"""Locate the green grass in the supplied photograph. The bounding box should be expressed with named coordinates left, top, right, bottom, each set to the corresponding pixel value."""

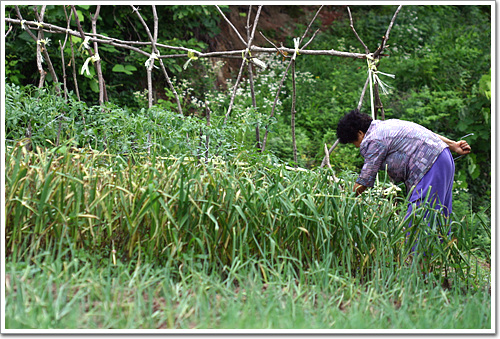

left=4, top=249, right=491, bottom=330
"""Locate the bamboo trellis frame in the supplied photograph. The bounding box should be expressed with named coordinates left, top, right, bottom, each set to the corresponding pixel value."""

left=4, top=4, right=403, bottom=165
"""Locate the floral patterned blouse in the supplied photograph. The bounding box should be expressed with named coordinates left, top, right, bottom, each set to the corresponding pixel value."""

left=357, top=119, right=448, bottom=191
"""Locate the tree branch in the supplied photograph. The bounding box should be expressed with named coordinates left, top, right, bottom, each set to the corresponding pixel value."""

left=35, top=6, right=60, bottom=92
left=347, top=6, right=370, bottom=54
left=91, top=5, right=106, bottom=104
left=291, top=60, right=298, bottom=166
left=246, top=6, right=261, bottom=151
left=58, top=40, right=68, bottom=100
left=5, top=18, right=369, bottom=60
left=323, top=143, right=333, bottom=169
left=261, top=5, right=324, bottom=153
left=215, top=5, right=247, bottom=47
left=66, top=6, right=81, bottom=101
left=259, top=31, right=288, bottom=59
left=14, top=7, right=44, bottom=83
left=131, top=5, right=183, bottom=115
left=357, top=75, right=370, bottom=111
left=58, top=5, right=74, bottom=100
left=299, top=5, right=324, bottom=45
left=5, top=24, right=13, bottom=38
left=373, top=5, right=403, bottom=58
left=223, top=5, right=263, bottom=124
left=70, top=6, right=93, bottom=57
left=261, top=60, right=293, bottom=152
left=300, top=28, right=320, bottom=51
left=25, top=5, right=60, bottom=90
left=320, top=139, right=340, bottom=168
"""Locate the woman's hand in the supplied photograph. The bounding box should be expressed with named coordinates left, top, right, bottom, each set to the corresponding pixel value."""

left=450, top=140, right=471, bottom=155
left=353, top=183, right=367, bottom=196
left=437, top=134, right=472, bottom=155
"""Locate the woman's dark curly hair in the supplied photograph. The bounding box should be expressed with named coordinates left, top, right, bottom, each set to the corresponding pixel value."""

left=336, top=109, right=373, bottom=144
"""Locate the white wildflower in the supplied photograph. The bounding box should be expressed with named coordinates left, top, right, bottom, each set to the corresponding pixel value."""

left=382, top=183, right=401, bottom=197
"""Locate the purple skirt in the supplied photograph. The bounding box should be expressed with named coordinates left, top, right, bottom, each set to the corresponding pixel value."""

left=405, top=147, right=455, bottom=224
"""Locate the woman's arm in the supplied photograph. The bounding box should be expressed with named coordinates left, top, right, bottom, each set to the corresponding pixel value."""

left=436, top=134, right=471, bottom=155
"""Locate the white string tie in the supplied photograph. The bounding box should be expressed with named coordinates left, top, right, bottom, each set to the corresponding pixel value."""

left=292, top=37, right=300, bottom=60
left=81, top=53, right=100, bottom=76
left=182, top=49, right=198, bottom=70
left=37, top=38, right=51, bottom=46
left=81, top=36, right=91, bottom=50
left=366, top=54, right=395, bottom=119
left=145, top=51, right=160, bottom=69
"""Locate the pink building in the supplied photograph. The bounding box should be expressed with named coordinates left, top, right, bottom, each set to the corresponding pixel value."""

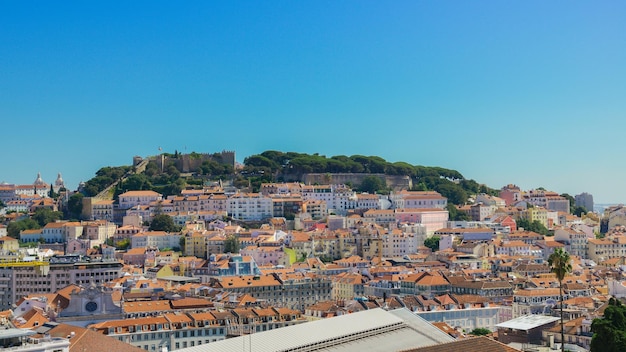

left=239, top=246, right=285, bottom=266
left=499, top=184, right=522, bottom=206
left=394, top=208, right=449, bottom=235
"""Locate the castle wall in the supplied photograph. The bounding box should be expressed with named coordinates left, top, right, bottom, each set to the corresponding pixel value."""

left=152, top=150, right=235, bottom=173
left=301, top=173, right=412, bottom=191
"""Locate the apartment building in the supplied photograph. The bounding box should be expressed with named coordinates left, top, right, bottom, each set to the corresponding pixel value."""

left=381, top=229, right=418, bottom=257
left=115, top=225, right=143, bottom=241
left=554, top=228, right=588, bottom=259
left=210, top=272, right=332, bottom=311
left=259, top=182, right=303, bottom=196
left=332, top=272, right=366, bottom=300
left=506, top=230, right=543, bottom=244
left=395, top=208, right=449, bottom=235
left=170, top=194, right=228, bottom=213
left=227, top=193, right=273, bottom=221
left=495, top=240, right=539, bottom=257
left=350, top=193, right=381, bottom=211
left=302, top=200, right=327, bottom=220
left=300, top=184, right=354, bottom=215
left=0, top=236, right=19, bottom=252
left=89, top=199, right=115, bottom=221
left=470, top=203, right=497, bottom=221
left=524, top=189, right=570, bottom=213
left=183, top=230, right=223, bottom=259
left=90, top=307, right=304, bottom=351
left=270, top=195, right=303, bottom=218
left=0, top=256, right=122, bottom=310
left=521, top=206, right=549, bottom=228
left=575, top=192, right=594, bottom=212
left=83, top=220, right=116, bottom=243
left=512, top=288, right=562, bottom=317
left=588, top=236, right=626, bottom=262
left=239, top=245, right=286, bottom=266
left=499, top=184, right=522, bottom=206
left=19, top=221, right=87, bottom=244
left=363, top=209, right=395, bottom=226
left=389, top=190, right=447, bottom=209
left=400, top=272, right=451, bottom=297
left=119, top=190, right=163, bottom=210
left=131, top=231, right=182, bottom=250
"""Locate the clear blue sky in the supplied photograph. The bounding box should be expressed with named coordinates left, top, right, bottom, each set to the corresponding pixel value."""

left=1, top=1, right=625, bottom=204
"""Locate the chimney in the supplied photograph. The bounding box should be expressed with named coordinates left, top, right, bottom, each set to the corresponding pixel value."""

left=549, top=334, right=554, bottom=348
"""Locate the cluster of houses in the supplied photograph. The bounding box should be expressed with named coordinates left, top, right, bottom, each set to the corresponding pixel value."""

left=3, top=179, right=626, bottom=352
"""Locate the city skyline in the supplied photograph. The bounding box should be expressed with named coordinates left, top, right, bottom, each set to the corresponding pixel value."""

left=2, top=2, right=625, bottom=203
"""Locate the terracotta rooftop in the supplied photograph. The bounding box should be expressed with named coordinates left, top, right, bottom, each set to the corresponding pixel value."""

left=44, top=322, right=145, bottom=352
left=401, top=336, right=521, bottom=352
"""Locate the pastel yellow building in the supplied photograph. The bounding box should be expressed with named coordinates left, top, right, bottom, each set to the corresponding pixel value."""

left=523, top=207, right=548, bottom=228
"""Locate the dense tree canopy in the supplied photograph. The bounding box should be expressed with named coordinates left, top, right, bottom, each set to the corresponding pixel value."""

left=243, top=151, right=467, bottom=181
left=149, top=214, right=181, bottom=233
left=224, top=234, right=240, bottom=254
left=447, top=204, right=470, bottom=221
left=197, top=159, right=233, bottom=178
left=591, top=298, right=626, bottom=352
left=242, top=151, right=488, bottom=203
left=66, top=193, right=84, bottom=220
left=470, top=328, right=491, bottom=336
left=82, top=166, right=132, bottom=196
left=572, top=206, right=588, bottom=217
left=517, top=218, right=551, bottom=236
left=424, top=236, right=440, bottom=251
left=7, top=218, right=40, bottom=238
left=79, top=150, right=496, bottom=205
left=32, top=208, right=63, bottom=227
left=358, top=175, right=388, bottom=194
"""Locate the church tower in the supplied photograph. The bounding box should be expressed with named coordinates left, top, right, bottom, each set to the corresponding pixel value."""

left=54, top=173, right=65, bottom=192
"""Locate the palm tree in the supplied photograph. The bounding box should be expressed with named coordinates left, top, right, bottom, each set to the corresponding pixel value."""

left=548, top=247, right=572, bottom=352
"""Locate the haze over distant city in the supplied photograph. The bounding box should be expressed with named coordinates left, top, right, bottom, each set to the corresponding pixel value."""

left=1, top=2, right=625, bottom=204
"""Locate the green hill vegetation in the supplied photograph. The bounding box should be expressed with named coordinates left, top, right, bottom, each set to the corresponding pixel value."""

left=240, top=151, right=497, bottom=206
left=79, top=151, right=497, bottom=209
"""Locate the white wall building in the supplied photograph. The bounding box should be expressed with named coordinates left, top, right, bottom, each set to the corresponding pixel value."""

left=119, top=190, right=163, bottom=210
left=389, top=191, right=447, bottom=210
left=131, top=231, right=182, bottom=250
left=227, top=193, right=273, bottom=221
left=382, top=229, right=418, bottom=257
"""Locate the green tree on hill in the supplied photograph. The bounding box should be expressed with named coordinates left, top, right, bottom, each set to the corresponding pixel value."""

left=358, top=175, right=387, bottom=194
left=224, top=234, right=240, bottom=254
left=7, top=218, right=40, bottom=238
left=591, top=298, right=626, bottom=352
left=447, top=204, right=470, bottom=221
left=149, top=214, right=181, bottom=232
left=66, top=193, right=84, bottom=220
left=516, top=218, right=550, bottom=236
left=32, top=208, right=63, bottom=227
left=470, top=328, right=491, bottom=336
left=82, top=166, right=132, bottom=196
left=424, top=236, right=440, bottom=251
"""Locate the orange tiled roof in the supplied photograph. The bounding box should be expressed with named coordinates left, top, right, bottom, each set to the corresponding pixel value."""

left=403, top=336, right=521, bottom=352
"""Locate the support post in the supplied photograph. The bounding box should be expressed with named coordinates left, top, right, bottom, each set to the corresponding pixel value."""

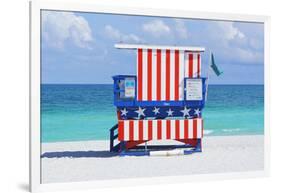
════
--- HOW TO COMPLETE THIS TASK ---
From the line containing "the green hill" down to the final line of the material, restate every line word for word, and only those; drop the pictures.

--- SOLUTION TO THE EXERCISE ---
"""Locate the green hill vegetation in the supplied photograph. The bounding box should be expressed with named coordinates left, top, right, bottom, each set to the corresponding pixel value."""

left=240, top=151, right=497, bottom=206
left=79, top=151, right=497, bottom=209
"""Locate the white wall building in the supplied photograph. The bounding box should be expressed with named coordinates left, top, right, bottom, each set to the corresponding pixel value."""

left=119, top=190, right=163, bottom=210
left=389, top=191, right=447, bottom=210
left=131, top=231, right=182, bottom=250
left=227, top=193, right=273, bottom=221
left=382, top=229, right=418, bottom=257
"""Locate the green tree on hill in the supplied photograph. The bounding box should be expressed with named coordinates left, top, right, bottom, each set to the corresponding pixel value."""

left=358, top=175, right=387, bottom=194
left=224, top=234, right=240, bottom=254
left=7, top=218, right=40, bottom=238
left=591, top=298, right=626, bottom=352
left=447, top=204, right=470, bottom=221
left=149, top=214, right=181, bottom=232
left=66, top=193, right=84, bottom=220
left=516, top=218, right=550, bottom=236
left=32, top=208, right=63, bottom=227
left=470, top=328, right=491, bottom=336
left=82, top=166, right=132, bottom=196
left=424, top=236, right=440, bottom=251
"""Locate the orange tiled roof in the supplied photograph. The bounding box should be expressed with named coordinates left, top, right, bottom, each set to the corresponding pixel value."""

left=403, top=336, right=521, bottom=352
"""Locate the support post in the supplied photograph. The bounding box should be expressed with named coordinates left, top, right, bottom, each set to the corresponding pixel value."""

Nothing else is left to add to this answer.